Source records
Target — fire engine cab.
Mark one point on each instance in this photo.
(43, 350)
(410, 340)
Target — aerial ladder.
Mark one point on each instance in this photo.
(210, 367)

* **WHAT TO DO**
Transcribe all of the material above word for word, keeping every line in its original order.

* **FINAL ANSWER**
Target — fire engine cab.
Mark one point on each instance in this photo.
(43, 350)
(410, 340)
Target — aerial ladder.
Mark one point on each instance in this photo.
(210, 367)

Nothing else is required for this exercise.